-- Work instructions --
Show every line from the data below that includes "treadmill".

(Dataset entries)
◇ ◇ ◇ ◇ ◇ ◇ ◇
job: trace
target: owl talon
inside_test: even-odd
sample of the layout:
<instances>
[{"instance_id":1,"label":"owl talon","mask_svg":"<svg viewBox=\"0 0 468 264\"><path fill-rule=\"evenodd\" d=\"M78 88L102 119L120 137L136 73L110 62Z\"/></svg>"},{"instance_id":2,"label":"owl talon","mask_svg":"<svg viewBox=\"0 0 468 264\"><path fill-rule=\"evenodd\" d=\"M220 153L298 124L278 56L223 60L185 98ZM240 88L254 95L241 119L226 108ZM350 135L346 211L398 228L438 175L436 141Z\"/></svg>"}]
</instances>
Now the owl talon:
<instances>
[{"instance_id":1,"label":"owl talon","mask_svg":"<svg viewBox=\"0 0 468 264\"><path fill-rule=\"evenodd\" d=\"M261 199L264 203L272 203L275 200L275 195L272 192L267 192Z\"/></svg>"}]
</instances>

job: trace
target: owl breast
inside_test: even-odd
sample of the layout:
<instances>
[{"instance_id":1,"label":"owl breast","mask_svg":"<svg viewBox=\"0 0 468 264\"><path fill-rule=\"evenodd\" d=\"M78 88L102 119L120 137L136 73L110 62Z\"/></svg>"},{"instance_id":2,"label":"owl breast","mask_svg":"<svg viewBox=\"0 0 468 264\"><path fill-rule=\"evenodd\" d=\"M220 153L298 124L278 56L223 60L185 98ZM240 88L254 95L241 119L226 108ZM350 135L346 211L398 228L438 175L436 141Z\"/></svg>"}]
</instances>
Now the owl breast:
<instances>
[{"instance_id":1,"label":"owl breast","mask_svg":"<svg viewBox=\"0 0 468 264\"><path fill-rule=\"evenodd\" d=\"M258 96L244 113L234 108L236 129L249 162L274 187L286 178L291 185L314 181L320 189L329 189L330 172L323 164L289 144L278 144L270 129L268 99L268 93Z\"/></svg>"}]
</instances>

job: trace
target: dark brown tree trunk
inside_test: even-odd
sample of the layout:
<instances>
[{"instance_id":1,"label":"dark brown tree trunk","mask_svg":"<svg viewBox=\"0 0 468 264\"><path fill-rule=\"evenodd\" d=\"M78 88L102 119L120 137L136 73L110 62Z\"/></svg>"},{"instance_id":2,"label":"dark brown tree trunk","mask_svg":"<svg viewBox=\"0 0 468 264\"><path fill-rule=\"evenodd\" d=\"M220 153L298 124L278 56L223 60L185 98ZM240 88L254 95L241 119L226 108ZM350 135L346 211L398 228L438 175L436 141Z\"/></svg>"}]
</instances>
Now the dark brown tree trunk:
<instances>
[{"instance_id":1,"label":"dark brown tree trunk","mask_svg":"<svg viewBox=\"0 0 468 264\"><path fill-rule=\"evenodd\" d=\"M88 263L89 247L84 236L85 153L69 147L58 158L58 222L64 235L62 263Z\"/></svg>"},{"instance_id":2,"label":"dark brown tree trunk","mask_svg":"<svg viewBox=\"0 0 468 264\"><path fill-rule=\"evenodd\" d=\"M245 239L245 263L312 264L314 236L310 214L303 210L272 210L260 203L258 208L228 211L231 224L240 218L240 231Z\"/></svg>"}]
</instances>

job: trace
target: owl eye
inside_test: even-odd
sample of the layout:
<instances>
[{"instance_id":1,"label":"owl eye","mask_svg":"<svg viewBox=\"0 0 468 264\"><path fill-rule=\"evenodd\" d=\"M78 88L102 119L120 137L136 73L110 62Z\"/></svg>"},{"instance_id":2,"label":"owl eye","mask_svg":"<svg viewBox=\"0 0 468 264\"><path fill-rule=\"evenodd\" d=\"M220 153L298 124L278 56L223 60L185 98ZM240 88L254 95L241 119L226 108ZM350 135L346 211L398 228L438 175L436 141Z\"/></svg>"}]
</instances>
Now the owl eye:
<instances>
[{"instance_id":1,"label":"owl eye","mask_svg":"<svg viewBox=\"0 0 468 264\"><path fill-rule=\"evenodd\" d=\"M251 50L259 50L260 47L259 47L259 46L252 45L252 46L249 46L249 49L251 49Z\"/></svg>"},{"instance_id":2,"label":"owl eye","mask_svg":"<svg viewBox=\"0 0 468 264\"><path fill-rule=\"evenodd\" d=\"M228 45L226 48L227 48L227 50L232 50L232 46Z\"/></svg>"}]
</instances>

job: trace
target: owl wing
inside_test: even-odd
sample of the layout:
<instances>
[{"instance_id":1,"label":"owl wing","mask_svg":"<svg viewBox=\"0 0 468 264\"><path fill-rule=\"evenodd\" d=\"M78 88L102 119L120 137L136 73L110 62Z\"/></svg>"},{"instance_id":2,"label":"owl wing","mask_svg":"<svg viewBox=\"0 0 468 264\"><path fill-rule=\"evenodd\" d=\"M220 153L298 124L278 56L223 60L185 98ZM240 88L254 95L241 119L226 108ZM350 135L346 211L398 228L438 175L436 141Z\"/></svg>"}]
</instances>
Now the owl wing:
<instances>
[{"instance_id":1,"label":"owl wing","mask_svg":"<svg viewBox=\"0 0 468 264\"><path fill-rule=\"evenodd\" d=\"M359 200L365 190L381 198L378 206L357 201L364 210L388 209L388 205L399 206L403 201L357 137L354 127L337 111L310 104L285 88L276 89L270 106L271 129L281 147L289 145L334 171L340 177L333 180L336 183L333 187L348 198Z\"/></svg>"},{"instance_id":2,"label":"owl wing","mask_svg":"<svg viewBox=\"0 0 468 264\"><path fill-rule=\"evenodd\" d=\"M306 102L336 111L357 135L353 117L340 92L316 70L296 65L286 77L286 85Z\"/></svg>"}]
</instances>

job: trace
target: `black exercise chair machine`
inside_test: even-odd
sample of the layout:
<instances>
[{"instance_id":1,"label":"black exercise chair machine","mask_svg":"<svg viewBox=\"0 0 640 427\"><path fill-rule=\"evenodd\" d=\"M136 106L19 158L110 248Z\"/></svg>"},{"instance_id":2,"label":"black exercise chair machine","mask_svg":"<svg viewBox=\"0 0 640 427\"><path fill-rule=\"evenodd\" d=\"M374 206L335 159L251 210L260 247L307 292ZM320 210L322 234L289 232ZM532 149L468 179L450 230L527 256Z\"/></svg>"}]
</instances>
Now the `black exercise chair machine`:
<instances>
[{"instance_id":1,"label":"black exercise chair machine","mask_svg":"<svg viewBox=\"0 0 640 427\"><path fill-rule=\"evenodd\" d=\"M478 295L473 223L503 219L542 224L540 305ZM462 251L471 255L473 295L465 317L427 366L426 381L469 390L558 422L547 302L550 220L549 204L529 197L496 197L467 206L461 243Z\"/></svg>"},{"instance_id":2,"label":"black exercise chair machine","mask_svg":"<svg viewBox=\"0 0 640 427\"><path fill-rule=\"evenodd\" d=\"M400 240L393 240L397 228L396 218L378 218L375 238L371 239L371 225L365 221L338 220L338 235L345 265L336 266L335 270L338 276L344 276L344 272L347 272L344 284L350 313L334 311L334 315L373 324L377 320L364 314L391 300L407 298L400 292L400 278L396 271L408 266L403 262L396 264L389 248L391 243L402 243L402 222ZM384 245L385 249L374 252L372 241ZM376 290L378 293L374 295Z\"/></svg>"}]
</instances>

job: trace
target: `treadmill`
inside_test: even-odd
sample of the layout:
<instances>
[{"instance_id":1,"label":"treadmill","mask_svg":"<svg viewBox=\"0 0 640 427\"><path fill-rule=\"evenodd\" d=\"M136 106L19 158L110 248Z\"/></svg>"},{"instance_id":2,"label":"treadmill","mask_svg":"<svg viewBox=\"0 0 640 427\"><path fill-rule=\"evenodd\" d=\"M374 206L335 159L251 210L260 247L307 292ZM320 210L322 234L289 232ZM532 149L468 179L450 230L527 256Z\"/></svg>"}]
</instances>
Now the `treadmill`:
◇ ◇ ◇ ◇ ◇ ◇ ◇
-- Answer for this exercise --
target: `treadmill`
[{"instance_id":1,"label":"treadmill","mask_svg":"<svg viewBox=\"0 0 640 427\"><path fill-rule=\"evenodd\" d=\"M136 106L19 158L110 248Z\"/></svg>"},{"instance_id":2,"label":"treadmill","mask_svg":"<svg viewBox=\"0 0 640 427\"><path fill-rule=\"evenodd\" d=\"M374 206L335 159L251 210L260 247L307 292ZM320 210L322 234L289 232ZM532 149L468 179L450 230L527 256Z\"/></svg>"}]
Now the `treadmill`:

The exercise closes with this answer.